━━━━━ Information shown

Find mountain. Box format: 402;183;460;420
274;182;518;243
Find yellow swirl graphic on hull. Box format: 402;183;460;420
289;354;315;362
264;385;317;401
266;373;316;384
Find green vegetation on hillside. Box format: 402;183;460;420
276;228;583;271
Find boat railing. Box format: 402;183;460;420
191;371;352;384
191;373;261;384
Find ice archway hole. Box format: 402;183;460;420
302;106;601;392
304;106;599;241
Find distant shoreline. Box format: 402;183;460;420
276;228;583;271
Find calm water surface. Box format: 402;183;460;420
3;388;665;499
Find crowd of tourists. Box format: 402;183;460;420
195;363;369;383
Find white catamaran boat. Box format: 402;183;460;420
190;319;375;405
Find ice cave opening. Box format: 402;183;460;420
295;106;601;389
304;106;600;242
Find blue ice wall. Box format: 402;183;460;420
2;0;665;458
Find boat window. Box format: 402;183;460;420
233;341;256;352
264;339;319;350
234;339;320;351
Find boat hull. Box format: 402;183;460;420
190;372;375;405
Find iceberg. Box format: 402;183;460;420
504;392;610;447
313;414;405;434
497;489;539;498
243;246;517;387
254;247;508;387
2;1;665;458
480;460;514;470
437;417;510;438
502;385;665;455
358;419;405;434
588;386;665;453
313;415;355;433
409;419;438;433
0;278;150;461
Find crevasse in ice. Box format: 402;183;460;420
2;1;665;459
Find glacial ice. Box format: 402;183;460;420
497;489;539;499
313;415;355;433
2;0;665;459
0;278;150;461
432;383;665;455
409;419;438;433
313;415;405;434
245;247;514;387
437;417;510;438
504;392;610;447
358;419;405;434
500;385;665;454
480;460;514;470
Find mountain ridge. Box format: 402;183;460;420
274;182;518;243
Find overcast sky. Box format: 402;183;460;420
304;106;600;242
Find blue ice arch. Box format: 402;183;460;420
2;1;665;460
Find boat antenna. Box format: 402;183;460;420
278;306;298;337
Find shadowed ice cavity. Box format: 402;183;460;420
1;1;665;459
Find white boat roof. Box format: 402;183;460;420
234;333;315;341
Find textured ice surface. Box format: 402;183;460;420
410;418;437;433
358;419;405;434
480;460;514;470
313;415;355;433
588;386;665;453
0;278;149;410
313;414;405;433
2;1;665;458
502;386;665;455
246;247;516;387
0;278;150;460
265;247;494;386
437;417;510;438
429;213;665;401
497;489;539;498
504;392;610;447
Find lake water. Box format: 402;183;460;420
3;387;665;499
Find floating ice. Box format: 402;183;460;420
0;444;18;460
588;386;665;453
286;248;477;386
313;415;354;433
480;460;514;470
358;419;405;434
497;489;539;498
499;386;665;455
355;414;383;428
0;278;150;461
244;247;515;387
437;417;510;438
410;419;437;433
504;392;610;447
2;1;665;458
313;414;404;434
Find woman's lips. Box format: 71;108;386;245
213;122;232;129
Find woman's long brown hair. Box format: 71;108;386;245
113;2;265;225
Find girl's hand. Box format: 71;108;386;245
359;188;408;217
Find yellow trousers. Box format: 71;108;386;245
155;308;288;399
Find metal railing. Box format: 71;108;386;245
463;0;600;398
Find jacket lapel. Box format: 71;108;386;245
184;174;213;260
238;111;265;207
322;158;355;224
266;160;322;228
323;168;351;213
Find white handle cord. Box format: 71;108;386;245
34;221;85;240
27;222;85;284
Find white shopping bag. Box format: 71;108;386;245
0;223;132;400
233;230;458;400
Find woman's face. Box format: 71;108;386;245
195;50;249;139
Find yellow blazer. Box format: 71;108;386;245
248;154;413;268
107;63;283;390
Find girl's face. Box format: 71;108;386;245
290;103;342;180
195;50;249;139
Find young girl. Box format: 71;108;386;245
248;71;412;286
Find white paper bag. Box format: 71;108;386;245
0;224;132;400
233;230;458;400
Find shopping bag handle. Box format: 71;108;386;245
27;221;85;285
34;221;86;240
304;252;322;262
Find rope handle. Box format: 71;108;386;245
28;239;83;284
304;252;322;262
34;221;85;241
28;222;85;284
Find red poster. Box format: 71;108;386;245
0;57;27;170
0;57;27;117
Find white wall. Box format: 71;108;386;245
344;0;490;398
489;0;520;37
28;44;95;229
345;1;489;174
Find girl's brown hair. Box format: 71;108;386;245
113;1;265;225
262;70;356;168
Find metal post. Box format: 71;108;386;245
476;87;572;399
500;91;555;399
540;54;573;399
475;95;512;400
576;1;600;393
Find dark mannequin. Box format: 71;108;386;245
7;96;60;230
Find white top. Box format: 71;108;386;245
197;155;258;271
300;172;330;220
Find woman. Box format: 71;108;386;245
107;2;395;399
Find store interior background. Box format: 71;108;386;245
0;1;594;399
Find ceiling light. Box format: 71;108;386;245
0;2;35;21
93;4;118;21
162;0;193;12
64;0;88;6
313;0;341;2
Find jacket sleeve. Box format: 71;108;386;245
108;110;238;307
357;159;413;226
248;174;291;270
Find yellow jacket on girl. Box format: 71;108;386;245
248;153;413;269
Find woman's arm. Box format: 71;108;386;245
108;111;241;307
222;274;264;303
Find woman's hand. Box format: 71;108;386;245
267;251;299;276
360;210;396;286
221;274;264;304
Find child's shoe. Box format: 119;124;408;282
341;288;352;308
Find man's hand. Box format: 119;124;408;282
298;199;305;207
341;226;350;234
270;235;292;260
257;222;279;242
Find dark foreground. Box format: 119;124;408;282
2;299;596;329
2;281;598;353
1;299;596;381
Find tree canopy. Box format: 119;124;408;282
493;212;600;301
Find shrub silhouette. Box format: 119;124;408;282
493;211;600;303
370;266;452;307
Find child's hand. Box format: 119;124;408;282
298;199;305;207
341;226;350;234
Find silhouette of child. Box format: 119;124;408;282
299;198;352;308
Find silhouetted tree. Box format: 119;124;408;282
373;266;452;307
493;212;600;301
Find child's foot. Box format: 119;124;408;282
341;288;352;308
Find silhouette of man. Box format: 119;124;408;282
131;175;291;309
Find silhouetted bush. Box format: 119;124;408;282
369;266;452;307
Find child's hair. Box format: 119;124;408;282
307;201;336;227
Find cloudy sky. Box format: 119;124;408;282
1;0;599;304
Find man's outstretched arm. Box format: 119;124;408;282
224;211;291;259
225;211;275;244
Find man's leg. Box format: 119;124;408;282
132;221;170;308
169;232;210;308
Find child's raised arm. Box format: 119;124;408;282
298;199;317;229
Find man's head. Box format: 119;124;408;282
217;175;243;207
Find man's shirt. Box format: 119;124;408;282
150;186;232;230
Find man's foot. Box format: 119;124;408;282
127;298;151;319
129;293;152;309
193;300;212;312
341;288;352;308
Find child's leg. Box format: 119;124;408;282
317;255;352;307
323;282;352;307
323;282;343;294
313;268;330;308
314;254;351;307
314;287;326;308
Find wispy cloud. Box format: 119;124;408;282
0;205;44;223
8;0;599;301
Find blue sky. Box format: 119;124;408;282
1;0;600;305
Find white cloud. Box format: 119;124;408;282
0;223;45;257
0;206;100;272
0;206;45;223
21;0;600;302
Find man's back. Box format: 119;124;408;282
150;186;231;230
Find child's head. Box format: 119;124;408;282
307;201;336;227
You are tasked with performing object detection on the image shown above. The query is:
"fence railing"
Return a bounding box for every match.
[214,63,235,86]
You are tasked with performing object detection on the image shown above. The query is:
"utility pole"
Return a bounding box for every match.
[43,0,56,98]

━━━━━━━━━━

Task to carry out:
Each record needs to be copied out again, letter for letter.

Task output:
Find mountain. Box format: 402;183;460;420
274;182;518;243
Find yellow swirl graphic on hull. Box format: 402;183;460;420
289;354;315;362
264;385;317;401
266;373;316;384
Find green vegetation on hillside. Box format: 402;183;460;420
276;228;583;271
Find boat railing. Box format: 402;183;460;420
191;371;352;384
191;373;261;384
Find ice archway hole. Box format: 402;183;460;420
302;106;601;392
304;106;599;241
Find distant shoreline. Box format: 402;183;460;420
276;228;583;271
Find calm water surface. Box format: 402;183;460;420
3;388;665;499
Find crowd of tourists. Box format: 402;183;460;420
195;363;369;383
Find white catamaran boat. Box format: 402;183;460;420
190;319;375;405
Find ice cave opening. Box format: 402;183;460;420
295;106;601;389
304;106;600;242
Find blue ice wall. Box format: 402;183;460;420
2;0;665;458
Find boat window. Box format: 402;183;460;420
233;341;256;352
264;339;319;350
234;339;320;351
Find boat hull. Box format: 402;183;460;420
190;372;375;405
Find iceberg. Box format: 402;183;460;420
504;392;610;447
313;414;405;434
497;489;539;498
243;246;517;387
254;247;508;387
2;1;665;458
480;460;514;470
437;417;510;438
502;385;665;455
358;419;405;434
588;386;665;453
313;415;355;433
409;419;438;433
0;278;150;461
Find crevasse in ice. Box format: 402;183;460;420
2;1;665;459
Find glacial ice. Box format: 402;183;460;420
497;489;539;499
313;415;355;433
2;0;665;459
0;278;150;461
432;383;665;455
409;419;438;433
313;415;405;434
245;247;514;387
437;417;510;438
504;392;610;447
358;419;405;434
500;385;665;454
480;460;514;470
Find mountain ridge. Box format: 402;183;460;420
274;182;518;243
Find overcast sky. Box format: 402;183;460;420
304;106;600;242
Find blue ice arch. Box format: 402;183;460;420
2;1;665;460
Find boat antenna. Box format: 402;183;460;420
278;306;298;337
Find shadowed ice cavity. Box format: 402;183;460;420
1;1;665;459
Find white boat roof. Box format: 402;183;460;420
234;333;315;341
Find textured ice surface. Box format: 402;183;460;420
410;418;437;433
358;419;405;434
480;460;514;470
313;415;355;433
588;386;665;453
0;278;149;410
313;414;405;433
2;1;665;458
502;386;665;455
246;247;516;387
0;278;150;460
265;247;494;386
437;417;510;438
429;213;665;401
497;489;539;498
504;392;610;447
Find lake water. Box format: 402;183;460;420
3;387;665;499
Find floating ice. Box format: 402;183;460;420
0;444;18;460
588;386;665;453
286;248;477;386
313;415;354;433
480;460;514;470
358;419;405;434
497;489;539;498
499;386;665;455
355;414;383;428
0;278;150;461
244;247;515;387
437;417;510;438
410;419;437;433
504;392;610;447
2;1;665;458
313;414;404;434
Find woman's lips. Box format: 71;108;386;245
213;122;232;129
Find woman's long brown hair. Box format: 71;108;386;245
113;2;265;225
Find girl's hand. Box format: 71;108;386;245
359;188;408;217
Find yellow trousers. Box format: 71;108;386;245
155;308;288;399
Find metal railing. Box format: 71;108;386;245
463;0;600;398
Find jacket lapel. Box format: 71;108;386;245
184;174;213;260
238;111;265;207
322;158;355;224
266;160;322;228
323;168;351;213
Find white handle cord. Box format: 71;108;386;245
34;221;85;240
27;222;85;284
Find white shopping bag. Box format: 71;108;386;245
0;223;132;400
233;230;458;400
Find woman's face. Box format: 71;108;386;245
195;50;249;139
Find yellow blazer. Box format: 71;108;386;245
248;154;413;268
107;63;283;390
Find girl's face. Box format: 71;108;386;245
290;103;342;180
195;50;249;139
Find young girl. Box format: 71;108;386;245
248;71;412;286
Find white paper bag. Box format: 71;108;386;245
0;224;132;400
233;230;458;400
Find shopping bag handle. Box format: 71;108;386;245
27;221;85;285
34;221;86;240
304;252;322;262
Find rope handle. Box format: 71;108;386;245
28;239;83;284
304;252;322;262
34;221;85;241
28;222;85;284
Find red poster. Box format: 71;108;386;245
0;57;27;170
0;57;27;117
Find white wall. Box format: 71;108;386;245
344;0;490;398
489;0;520;37
28;44;95;229
345;1;489;174
Find girl's brown hair. Box format: 71;108;386;245
113;1;265;225
262;70;356;168
Find metal post. Box format: 71;108;386;245
476;87;572;399
500;91;555;399
540;54;573;399
475;95;512;400
576;1;600;393
Find dark mannequin. Box format: 71;108;386;245
7;96;60;230
Find white top. Box format: 71;108;386;245
197;155;258;271
300;172;330;220
Find woman. Box format: 71;108;386;245
107;2;395;399
Find store interior background. Box format: 71;108;386;245
0;1;594;399
Find ceiling light. Box format: 71;108;386;245
0;2;35;21
93;4;118;21
162;0;193;12
64;0;88;6
313;0;341;2
Find jacket sleeve. Box format: 71;108;386;245
108;110;238;307
357;159;413;226
248;174;291;270
Find yellow jacket on girl. Box format: 71;108;386;245
248;153;413;269
Find woman's arm. Box format: 71;108;386;245
108;111;241;307
222;274;264;303
Find woman's hand. Box format: 71;108;386;245
267;251;299;276
360;210;396;286
221;274;264;304
Find child's shoe. Box format: 119;124;408;282
341;288;352;308
Find man's hand. Box format: 119;124;408;282
298;199;305;207
341;226;350;234
270;235;292;260
257;222;279;242
Find dark foreground. Box format: 119;124;408;282
2;299;596;329
2;281;598;353
1;299;596;381
Find tree canopy. Box format: 119;124;408;282
493;212;600;301
Find shrub silhouette. Box format: 119;124;408;282
493;211;600;303
370;266;452;307
Find child's hand. Box format: 119;124;408;282
298;199;305;207
341;226;350;234
Find silhouette of child. Box format: 119;124;408;282
299;198;352;308
Find silhouetted tree. Box format: 119;124;408;282
373;266;452;307
493;212;600;301
Find child's foot. Box format: 119;124;408;282
341;288;352;308
Find silhouette of man. Box format: 119;124;408;282
131;175;291;309
Find silhouetted bush. Box format: 119;124;408;282
369;266;452;307
Find child's hair. Box format: 119;124;408;282
307;201;336;227
Find cloudy sky. Box format: 119;124;408;282
1;0;599;304
Find man's outstretched arm. Box format: 119;124;408;282
224;211;291;259
225;211;275;244
Find man's leg. Box format: 119;124;408;282
132;221;170;308
169;232;210;308
Find child's raised arm. Box format: 119;124;408;282
298;199;317;229
Find man's head. Box format: 119;124;408;282
217;175;243;207
Find man's shirt. Box format: 119;124;408;282
150;186;232;230
Find man's foot. Box format: 119;124;408;282
127;298;151;319
129;293;152;309
193;300;212;312
341;288;352;308
Find child's leg. Box format: 119;124;408;282
317;255;352;307
323;282;352;307
323;282;343;294
313;268;330;308
314;254;351;307
314;287;326;308
Find wispy cloud. Box format: 119;124;408;282
0;205;44;223
8;0;599;301
Find blue sky. Box format: 119;124;408;282
1;0;600;305
Find white cloud. Box format: 119;124;408;282
0;223;45;257
0;206;100;272
0;206;45;223
21;0;600;302
Find man's back. Box format: 119;124;408;282
150;186;231;230
Find child's head. Box format: 119;124;408;282
307;201;336;227
You are tasked with performing object detection on the image shown above. The query is:
"fence railing"
Return a bounding box for every match.
[214,63,235,86]
You are tasked with performing object detection on the image shown above. The query is:
"utility pole"
Return a bounding box for every match.
[43,0,56,98]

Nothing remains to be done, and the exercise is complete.